**BRIEF**
Can you find every line in the records below that contains the string "metal" and copy each one in full? Matching is case-sensitive.

**AVAILABLE RECORDS**
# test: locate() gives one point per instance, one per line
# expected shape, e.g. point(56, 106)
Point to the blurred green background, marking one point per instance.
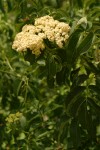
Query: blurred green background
point(44, 109)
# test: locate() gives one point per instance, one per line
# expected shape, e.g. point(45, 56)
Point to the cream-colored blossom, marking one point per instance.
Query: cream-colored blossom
point(13, 117)
point(32, 36)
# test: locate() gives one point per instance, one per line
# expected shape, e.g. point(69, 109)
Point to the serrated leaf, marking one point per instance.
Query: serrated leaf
point(73, 95)
point(75, 133)
point(85, 44)
point(71, 47)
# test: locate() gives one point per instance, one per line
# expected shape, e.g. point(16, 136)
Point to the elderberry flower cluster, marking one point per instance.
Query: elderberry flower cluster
point(32, 36)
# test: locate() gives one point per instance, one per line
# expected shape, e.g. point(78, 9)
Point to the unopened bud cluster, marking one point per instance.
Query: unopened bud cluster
point(32, 36)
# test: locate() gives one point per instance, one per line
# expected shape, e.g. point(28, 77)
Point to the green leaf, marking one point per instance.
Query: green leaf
point(71, 47)
point(75, 133)
point(85, 119)
point(85, 44)
point(2, 6)
point(73, 95)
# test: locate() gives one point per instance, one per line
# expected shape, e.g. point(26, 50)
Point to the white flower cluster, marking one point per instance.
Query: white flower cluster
point(46, 27)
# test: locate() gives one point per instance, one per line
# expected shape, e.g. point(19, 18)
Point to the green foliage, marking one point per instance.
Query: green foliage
point(57, 93)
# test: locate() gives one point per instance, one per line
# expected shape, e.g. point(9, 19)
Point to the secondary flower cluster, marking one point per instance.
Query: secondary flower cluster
point(32, 36)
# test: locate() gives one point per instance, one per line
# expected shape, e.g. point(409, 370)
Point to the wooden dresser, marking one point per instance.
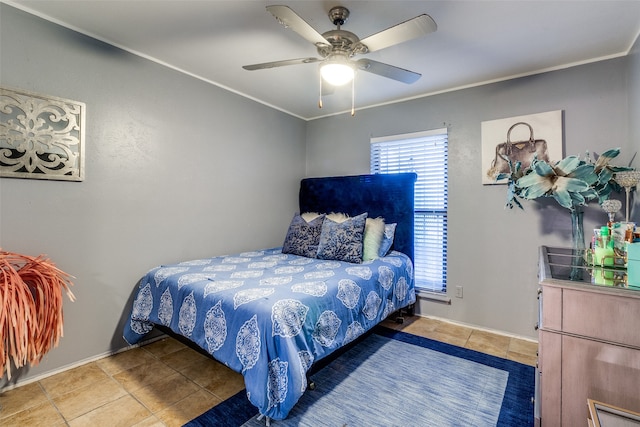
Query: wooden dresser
point(588, 343)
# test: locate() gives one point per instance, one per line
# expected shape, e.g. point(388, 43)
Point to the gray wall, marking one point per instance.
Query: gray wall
point(492, 251)
point(175, 169)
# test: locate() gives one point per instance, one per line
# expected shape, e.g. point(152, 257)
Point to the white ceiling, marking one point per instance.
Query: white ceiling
point(476, 42)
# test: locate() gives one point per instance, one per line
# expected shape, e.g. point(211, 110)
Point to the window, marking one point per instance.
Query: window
point(424, 153)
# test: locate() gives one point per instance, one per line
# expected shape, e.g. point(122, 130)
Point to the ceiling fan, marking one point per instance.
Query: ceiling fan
point(337, 47)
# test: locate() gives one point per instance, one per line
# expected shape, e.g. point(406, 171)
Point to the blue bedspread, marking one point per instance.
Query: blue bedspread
point(270, 315)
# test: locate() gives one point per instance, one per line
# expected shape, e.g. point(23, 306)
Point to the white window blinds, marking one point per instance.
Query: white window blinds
point(426, 154)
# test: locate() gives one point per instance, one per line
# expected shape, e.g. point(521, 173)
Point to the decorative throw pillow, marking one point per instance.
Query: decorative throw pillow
point(342, 241)
point(338, 217)
point(303, 237)
point(387, 239)
point(373, 233)
point(310, 216)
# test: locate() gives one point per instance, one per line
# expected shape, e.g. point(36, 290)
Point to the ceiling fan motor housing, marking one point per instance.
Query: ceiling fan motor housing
point(339, 15)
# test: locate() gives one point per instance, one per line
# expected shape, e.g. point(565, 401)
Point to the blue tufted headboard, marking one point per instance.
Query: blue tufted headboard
point(382, 195)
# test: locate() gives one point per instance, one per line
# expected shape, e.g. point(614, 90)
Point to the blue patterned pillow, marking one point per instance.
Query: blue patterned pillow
point(303, 237)
point(342, 241)
point(387, 239)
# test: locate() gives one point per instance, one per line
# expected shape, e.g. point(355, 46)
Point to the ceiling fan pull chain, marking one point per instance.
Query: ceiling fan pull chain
point(353, 96)
point(320, 92)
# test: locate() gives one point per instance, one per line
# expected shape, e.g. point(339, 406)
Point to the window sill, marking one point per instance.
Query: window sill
point(433, 296)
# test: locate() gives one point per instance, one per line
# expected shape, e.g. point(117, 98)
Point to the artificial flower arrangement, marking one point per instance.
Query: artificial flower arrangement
point(572, 181)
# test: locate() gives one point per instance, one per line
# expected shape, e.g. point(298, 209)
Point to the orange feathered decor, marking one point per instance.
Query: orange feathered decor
point(30, 308)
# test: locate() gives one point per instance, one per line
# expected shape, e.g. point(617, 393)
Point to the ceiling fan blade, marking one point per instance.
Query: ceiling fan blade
point(280, 63)
point(386, 70)
point(413, 28)
point(290, 19)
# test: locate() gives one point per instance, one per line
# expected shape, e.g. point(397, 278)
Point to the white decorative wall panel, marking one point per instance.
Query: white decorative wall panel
point(41, 136)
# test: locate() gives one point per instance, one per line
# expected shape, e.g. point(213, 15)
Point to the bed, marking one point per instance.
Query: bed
point(272, 313)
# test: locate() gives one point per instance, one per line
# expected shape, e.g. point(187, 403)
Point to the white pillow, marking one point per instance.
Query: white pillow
point(373, 234)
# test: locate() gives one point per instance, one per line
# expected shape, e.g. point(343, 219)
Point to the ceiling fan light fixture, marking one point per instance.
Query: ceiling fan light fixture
point(337, 72)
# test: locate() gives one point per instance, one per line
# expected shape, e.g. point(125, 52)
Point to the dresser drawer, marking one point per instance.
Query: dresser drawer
point(604, 317)
point(551, 306)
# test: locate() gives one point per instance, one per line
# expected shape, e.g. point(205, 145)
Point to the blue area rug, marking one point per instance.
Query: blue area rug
point(397, 379)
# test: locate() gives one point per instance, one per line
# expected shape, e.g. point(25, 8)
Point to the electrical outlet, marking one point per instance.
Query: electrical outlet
point(459, 291)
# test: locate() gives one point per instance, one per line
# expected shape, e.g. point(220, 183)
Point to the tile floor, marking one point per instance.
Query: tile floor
point(166, 383)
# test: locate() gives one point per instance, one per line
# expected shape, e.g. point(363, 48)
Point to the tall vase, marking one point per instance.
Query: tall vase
point(577, 236)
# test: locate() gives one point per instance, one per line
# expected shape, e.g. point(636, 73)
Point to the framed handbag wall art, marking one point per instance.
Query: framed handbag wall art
point(521, 139)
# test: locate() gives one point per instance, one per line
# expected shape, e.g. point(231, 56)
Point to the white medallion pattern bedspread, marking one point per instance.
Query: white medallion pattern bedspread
point(271, 315)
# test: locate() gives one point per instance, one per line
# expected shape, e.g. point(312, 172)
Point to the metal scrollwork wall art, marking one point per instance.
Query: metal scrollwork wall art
point(41, 136)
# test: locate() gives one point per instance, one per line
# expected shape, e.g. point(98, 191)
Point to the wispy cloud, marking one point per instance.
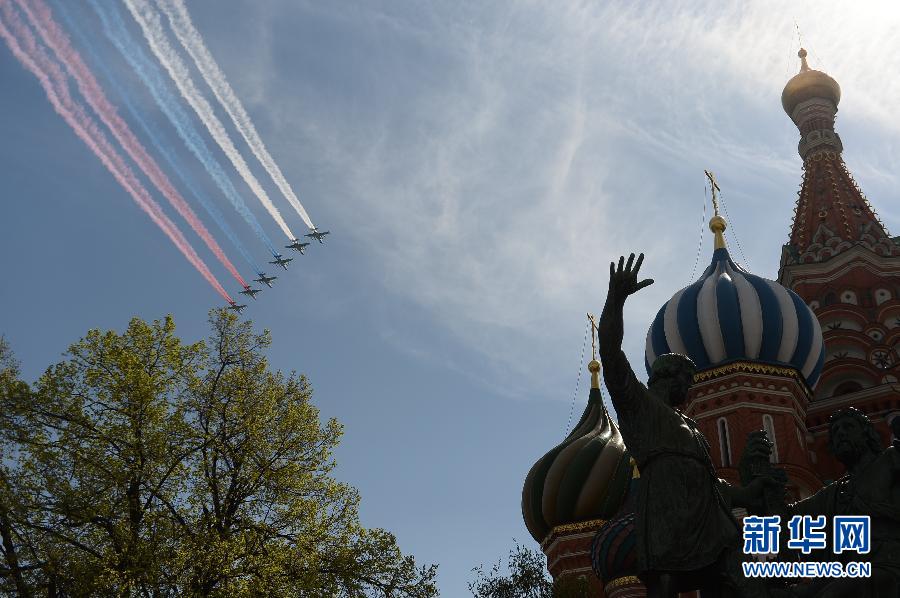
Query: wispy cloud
point(495, 158)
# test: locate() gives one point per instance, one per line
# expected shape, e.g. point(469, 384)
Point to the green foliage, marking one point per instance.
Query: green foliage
point(524, 576)
point(144, 466)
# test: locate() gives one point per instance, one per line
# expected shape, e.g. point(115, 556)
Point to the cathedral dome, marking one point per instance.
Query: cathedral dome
point(731, 315)
point(584, 478)
point(614, 552)
point(808, 84)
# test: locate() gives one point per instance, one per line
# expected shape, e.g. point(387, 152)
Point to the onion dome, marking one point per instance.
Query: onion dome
point(731, 315)
point(584, 478)
point(613, 552)
point(808, 84)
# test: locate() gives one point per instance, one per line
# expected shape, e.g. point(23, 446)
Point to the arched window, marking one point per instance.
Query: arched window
point(769, 427)
point(846, 388)
point(724, 442)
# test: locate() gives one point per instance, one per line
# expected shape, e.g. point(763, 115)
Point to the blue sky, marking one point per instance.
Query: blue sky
point(478, 164)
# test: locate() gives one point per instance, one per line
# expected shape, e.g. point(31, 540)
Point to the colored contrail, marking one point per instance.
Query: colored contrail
point(149, 20)
point(40, 17)
point(154, 79)
point(53, 80)
point(151, 132)
point(192, 41)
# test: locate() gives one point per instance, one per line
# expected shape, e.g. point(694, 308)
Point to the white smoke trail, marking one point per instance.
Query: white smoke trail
point(192, 41)
point(149, 20)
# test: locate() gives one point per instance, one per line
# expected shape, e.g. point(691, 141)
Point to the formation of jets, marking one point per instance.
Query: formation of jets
point(280, 260)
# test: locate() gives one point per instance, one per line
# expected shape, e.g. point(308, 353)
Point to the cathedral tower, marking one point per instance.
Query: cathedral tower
point(841, 260)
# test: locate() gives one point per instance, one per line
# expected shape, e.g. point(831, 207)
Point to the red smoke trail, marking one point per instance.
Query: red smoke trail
point(41, 18)
point(53, 81)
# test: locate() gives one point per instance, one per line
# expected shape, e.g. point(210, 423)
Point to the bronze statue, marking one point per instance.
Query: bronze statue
point(686, 535)
point(870, 487)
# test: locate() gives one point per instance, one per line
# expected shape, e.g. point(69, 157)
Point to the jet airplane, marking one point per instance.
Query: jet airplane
point(266, 280)
point(250, 292)
point(296, 244)
point(281, 261)
point(318, 235)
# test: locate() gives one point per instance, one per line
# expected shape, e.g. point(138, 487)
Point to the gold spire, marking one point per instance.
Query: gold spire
point(594, 365)
point(717, 224)
point(803, 65)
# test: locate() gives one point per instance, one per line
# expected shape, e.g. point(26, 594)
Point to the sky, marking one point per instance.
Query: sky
point(478, 165)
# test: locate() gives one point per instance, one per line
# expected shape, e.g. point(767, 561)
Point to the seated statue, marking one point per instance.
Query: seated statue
point(870, 487)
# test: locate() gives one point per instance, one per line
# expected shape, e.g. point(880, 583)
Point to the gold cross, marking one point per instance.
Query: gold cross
point(593, 335)
point(715, 187)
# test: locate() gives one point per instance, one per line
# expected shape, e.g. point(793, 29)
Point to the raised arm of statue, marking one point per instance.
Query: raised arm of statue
point(616, 370)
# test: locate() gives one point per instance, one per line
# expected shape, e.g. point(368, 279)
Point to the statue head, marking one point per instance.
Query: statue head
point(851, 435)
point(672, 375)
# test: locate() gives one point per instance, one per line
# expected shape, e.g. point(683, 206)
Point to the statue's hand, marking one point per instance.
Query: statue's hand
point(623, 279)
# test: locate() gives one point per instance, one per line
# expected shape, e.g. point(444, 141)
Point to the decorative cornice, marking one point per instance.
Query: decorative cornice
point(621, 581)
point(579, 526)
point(750, 367)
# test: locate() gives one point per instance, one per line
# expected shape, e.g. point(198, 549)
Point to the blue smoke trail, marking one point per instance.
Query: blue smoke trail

**SOLUTION FOR THIS PROBLEM**
Point to the metal scrollwork wall art, marking one point per instance.
Query: metal scrollwork wall art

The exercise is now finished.